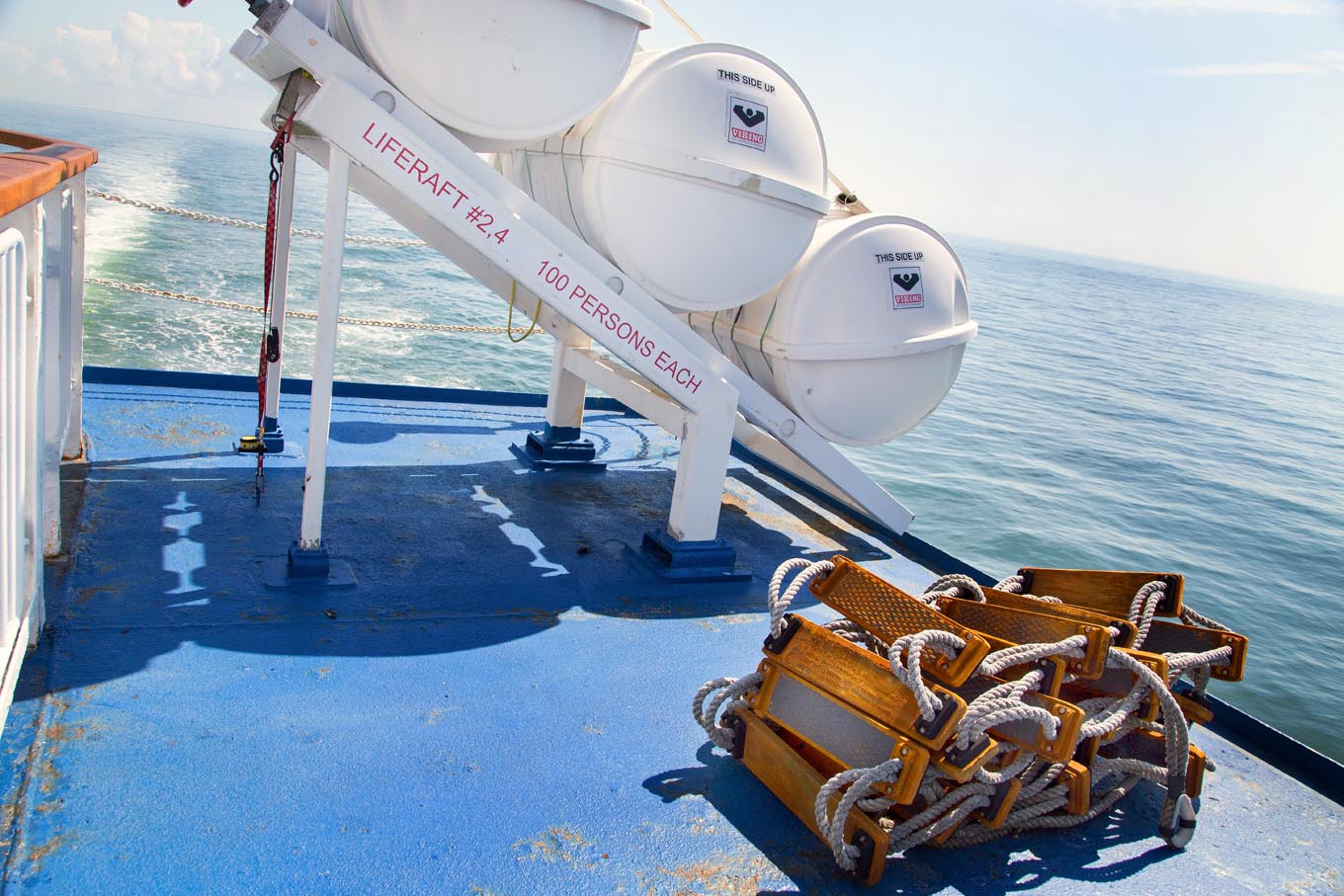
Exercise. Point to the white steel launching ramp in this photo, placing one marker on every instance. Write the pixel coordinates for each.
(374, 140)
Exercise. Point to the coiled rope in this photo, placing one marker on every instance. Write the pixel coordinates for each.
(1044, 798)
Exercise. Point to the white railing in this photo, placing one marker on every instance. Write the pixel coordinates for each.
(41, 384)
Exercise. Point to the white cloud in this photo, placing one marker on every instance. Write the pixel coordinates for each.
(141, 54)
(14, 58)
(1243, 69)
(1268, 7)
(1321, 63)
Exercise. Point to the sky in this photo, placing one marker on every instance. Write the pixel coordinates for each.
(1199, 134)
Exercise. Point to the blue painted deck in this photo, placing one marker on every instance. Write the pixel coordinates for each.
(501, 705)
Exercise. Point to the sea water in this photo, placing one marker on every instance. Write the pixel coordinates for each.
(1109, 415)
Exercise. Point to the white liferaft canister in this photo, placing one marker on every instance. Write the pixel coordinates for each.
(865, 337)
(497, 74)
(702, 178)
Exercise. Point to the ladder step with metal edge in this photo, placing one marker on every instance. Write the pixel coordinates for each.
(376, 141)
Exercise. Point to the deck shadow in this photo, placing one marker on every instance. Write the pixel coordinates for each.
(447, 558)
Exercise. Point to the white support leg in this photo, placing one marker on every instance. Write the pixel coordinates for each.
(564, 400)
(34, 428)
(701, 470)
(272, 436)
(54, 366)
(324, 352)
(73, 448)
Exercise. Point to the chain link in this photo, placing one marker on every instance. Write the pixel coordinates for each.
(391, 242)
(306, 316)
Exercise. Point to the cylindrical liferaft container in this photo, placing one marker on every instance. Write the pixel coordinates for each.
(702, 178)
(497, 74)
(865, 337)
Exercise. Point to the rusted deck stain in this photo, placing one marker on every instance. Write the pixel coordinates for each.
(556, 844)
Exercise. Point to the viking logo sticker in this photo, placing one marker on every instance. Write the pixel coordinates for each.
(746, 122)
(906, 287)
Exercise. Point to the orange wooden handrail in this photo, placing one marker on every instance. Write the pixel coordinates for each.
(40, 165)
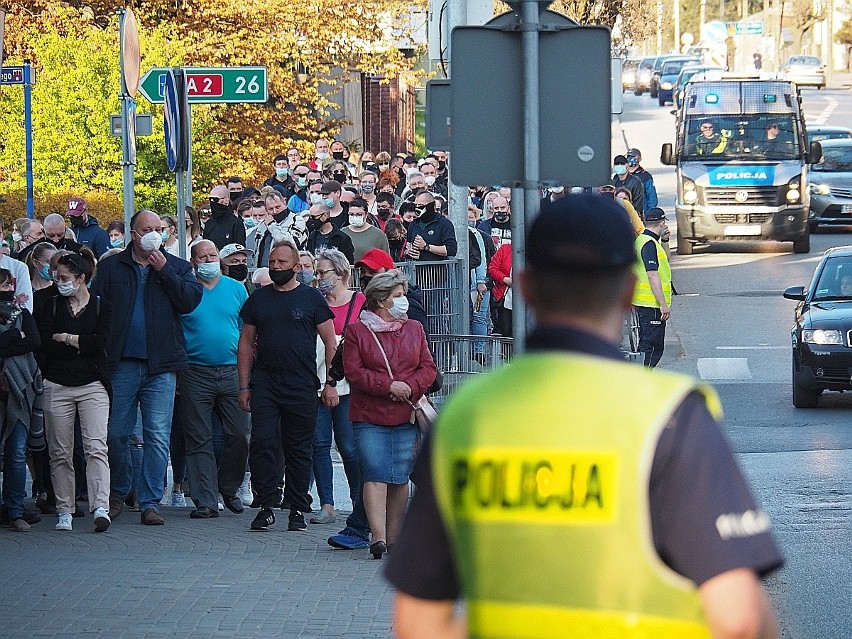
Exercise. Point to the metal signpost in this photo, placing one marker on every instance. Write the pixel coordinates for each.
(25, 76)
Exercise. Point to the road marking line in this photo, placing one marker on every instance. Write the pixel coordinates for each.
(752, 348)
(723, 368)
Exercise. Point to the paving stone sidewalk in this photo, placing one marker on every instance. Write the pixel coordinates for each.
(189, 578)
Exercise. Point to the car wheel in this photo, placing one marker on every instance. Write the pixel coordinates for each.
(803, 244)
(803, 397)
(684, 247)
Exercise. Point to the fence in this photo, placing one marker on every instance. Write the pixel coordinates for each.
(460, 357)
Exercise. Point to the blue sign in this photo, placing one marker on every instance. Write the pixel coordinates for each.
(742, 175)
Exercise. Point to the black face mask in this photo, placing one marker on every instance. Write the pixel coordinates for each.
(238, 272)
(280, 278)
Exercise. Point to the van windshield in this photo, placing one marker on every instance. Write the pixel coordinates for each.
(741, 137)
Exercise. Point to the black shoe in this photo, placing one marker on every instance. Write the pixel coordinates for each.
(234, 504)
(296, 522)
(205, 512)
(378, 549)
(264, 521)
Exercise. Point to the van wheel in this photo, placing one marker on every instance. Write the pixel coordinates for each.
(803, 244)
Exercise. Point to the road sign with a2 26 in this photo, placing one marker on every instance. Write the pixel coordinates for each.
(212, 85)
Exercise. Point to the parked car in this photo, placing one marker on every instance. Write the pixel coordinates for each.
(822, 350)
(831, 185)
(694, 72)
(643, 75)
(821, 132)
(805, 70)
(628, 73)
(668, 77)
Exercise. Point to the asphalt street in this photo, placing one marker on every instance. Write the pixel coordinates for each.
(731, 328)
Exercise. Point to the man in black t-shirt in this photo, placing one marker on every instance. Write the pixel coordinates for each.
(279, 385)
(697, 517)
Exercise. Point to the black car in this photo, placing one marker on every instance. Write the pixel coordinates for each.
(822, 335)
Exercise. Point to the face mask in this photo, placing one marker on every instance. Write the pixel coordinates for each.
(326, 286)
(399, 308)
(67, 289)
(280, 278)
(238, 272)
(208, 271)
(151, 241)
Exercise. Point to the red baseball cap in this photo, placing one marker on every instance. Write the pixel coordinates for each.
(374, 259)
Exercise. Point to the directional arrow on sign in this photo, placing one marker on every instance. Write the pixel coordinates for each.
(211, 85)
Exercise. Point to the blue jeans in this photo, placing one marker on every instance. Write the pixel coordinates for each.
(335, 420)
(15, 472)
(133, 388)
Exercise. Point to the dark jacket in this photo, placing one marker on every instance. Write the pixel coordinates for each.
(224, 228)
(93, 236)
(172, 292)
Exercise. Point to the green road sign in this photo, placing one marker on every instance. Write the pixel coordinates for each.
(212, 85)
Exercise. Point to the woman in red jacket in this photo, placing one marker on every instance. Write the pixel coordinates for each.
(388, 366)
(500, 270)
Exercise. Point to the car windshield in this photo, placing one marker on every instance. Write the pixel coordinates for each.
(835, 281)
(835, 159)
(741, 137)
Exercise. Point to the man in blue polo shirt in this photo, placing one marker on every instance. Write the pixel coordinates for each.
(210, 383)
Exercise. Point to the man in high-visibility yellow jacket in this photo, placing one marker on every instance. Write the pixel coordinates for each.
(572, 493)
(653, 295)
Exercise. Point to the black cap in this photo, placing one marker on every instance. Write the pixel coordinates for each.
(581, 232)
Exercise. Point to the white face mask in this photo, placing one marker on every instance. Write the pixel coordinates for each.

--

**Instructions to follow:** The records above should be returned exactly; no image belongs in the copy.

**Exercise solution:**
Exercise. Point to the white steel launching ramp in this photo, placing one marker on every instance. Write the pixel coordinates for each.
(374, 140)
Exercise. Point to the coiled rope in this photo, placing one marker on every instance. Write the pixel coordinates for each.
(1044, 798)
Exercise. Point to the white railing in this photo, placing one marker on every instance. Write the pixel coordinates for each.
(41, 384)
Exercise. Point to the white cloud in this photo, placing one marker on every instance. Write the pixel coordinates for each.
(141, 54)
(14, 58)
(1243, 69)
(1268, 7)
(1321, 63)
Exercise. Point to the sky in this photo, placing one marker on every instance. Write the pixel coordinates for each.
(1199, 134)
Exercise. Point to the blue painted deck in this photo, placing one marker on every instance. Write the pixel coordinates for each.
(501, 705)
Exercise. Point to the sea water in this photo, placing one marker on every instance. Write the pixel coordinates for each.
(1109, 415)
Exercise. Point to the white liferaft canister in this photo, placing one marker on every instance. Write the pixel coordinates for each.
(865, 337)
(497, 74)
(702, 178)
Exercise. Point to the ladder step with metal edge in this photo, placing one marker on every instance. Write the pixel coordinates for each.
(376, 141)
Exercise. Point to the deck shadow in this photo, placing one marker on every instance. Write the pixel coordinates for each.
(447, 558)
Exercise. Point to the white support leg in this photo, placing one marker on every instance. Write the pixel coordinates for each.
(564, 400)
(34, 428)
(701, 470)
(272, 436)
(54, 366)
(324, 352)
(73, 448)
Exercise. Point to the chain link in this photo, placing one marker on every instance. Write the pixel coordinates for each.
(391, 242)
(306, 316)
Exercise. Point to the cylindrical liferaft container in this photo, placing one marker on every instance. Write the pixel coordinates for each.
(702, 178)
(497, 74)
(865, 337)
Exercise. Point to the rusted deck stain in this photo, placing one marker on every instance. Write the pixel coordinates for each.
(556, 844)
Exercise. Point to the viking logo sticker in this photo, placing one marker on every instance. Write the pixel coordinates for each.
(746, 122)
(906, 287)
Exercise. Point to the orange wooden handrail in this photo, placing one marker on every instance. Write the pixel coordinates for each.
(40, 165)
Exercise. Point to the metal signpost in this photo, placing one marker on every instance. Write the pixel coordinates for each.
(25, 76)
Exercise. Point to the road marking line in this photo, placing one marker on every instance. Write the pixel coordinates for each.
(752, 348)
(723, 368)
Exercise. Point to the paving stone sidewalk in this photo, placing one marker on every instance. Write the pixel coordinates for each.
(189, 578)
Exercise. Point to the car wheel in this photo, placing one marker on every instance. Write the pixel coordinates for each.
(803, 244)
(803, 397)
(684, 247)
Exercise. Point to the fence in this photo, placing one marker on every instance. Write the pixel coordinates for each.
(460, 357)
Exercise. Point to the blue sign in this photo, placing one marker on every instance. Write the pixel coordinates for each.
(742, 175)
Exercise. Point to the black face mask in this photo, placing one marker on every instance. Write the pixel coordinates for each.
(238, 272)
(280, 278)
Exercise. Point to the van windshield in this photo, placing one marker on every instance. Write the pixel coordinates for each.
(741, 137)
Exercise. Point to the black shoe in this photo, placing one marker on every instance. Write the pixel coordinates for each.
(234, 504)
(296, 522)
(205, 512)
(378, 549)
(264, 521)
Exercise. Point to the van wheel in this photo, placing one marker on every instance. Write the pixel coordinates for each.
(803, 244)
Exercise. Point to the road sign with a2 26 in this photo, placing one marker on every instance. Write the pixel coordinates for each.
(212, 85)
Exercise. Point to the parked car in this photo, placing one marker on every instance. Write the pixel coordinates for each.
(822, 350)
(831, 185)
(694, 72)
(643, 75)
(821, 132)
(805, 70)
(628, 73)
(668, 77)
Exercise. Point to the asphalt street in this photo, placing one marker on every instance. Write the pixel coordinates for each.
(731, 328)
Exercise. Point to the man in black t-shirt in this photo, placing one marker on every instance. Write the pixel coordinates for each.
(279, 385)
(697, 517)
Exercise. Point to the black car in this photo, placing one marker on every instance. Write the pixel coordinates for each.
(822, 335)
Exercise. Point to the face mask in this photo, placing one marker on every instance. Write the pixel coordinates for each.
(326, 286)
(399, 308)
(67, 289)
(280, 278)
(238, 272)
(208, 271)
(151, 241)
Exercise. Point to the red baseball cap in this photo, placing one marker on every instance. Write the pixel coordinates for each.
(374, 259)
Exercise. Point to the directional arrow on sign in this photo, placing one marker on every instance. Write the pixel coordinates for each.
(211, 85)
Exercise. Point to the blue jeans in this photo, placing one marker on every instance. Write the pixel coordinates for each.
(335, 420)
(15, 472)
(133, 388)
Exercise. Point to the dark jacket in this photo, placing one marker on every instance. Write the pixel coordinates for each.
(224, 228)
(93, 236)
(172, 292)
Exercise. Point to the green road sign in this photo, placing one marker on every instance. Write the pixel coordinates for each.
(212, 85)
Exercise. Point to the woman in red jacket in this photo, placing one marker on every instance. Write the pixel coordinates for each.
(388, 366)
(500, 270)
Exercise. Point to the car windshield in this photo, placing one marker on every instance. Write the pixel coordinates for each.
(835, 281)
(835, 159)
(741, 137)
Exercise. Point to the man in blue polo shirt in this photo, placing one marker on every instance. Write the pixel coordinates for each.
(210, 383)
Exercise. Point to the man in high-visibility yellow jacket in this photo, placing one marker on every instance. Write the pixel coordinates for each.
(572, 493)
(653, 295)
Exercise. Point to the black cap in this photo, placing one marker on every instance. Write the pixel coordinates for each.
(581, 232)
Exercise. Point to the white face mask in this photo, placing one marker on every instance. Write the pixel coordinates for each.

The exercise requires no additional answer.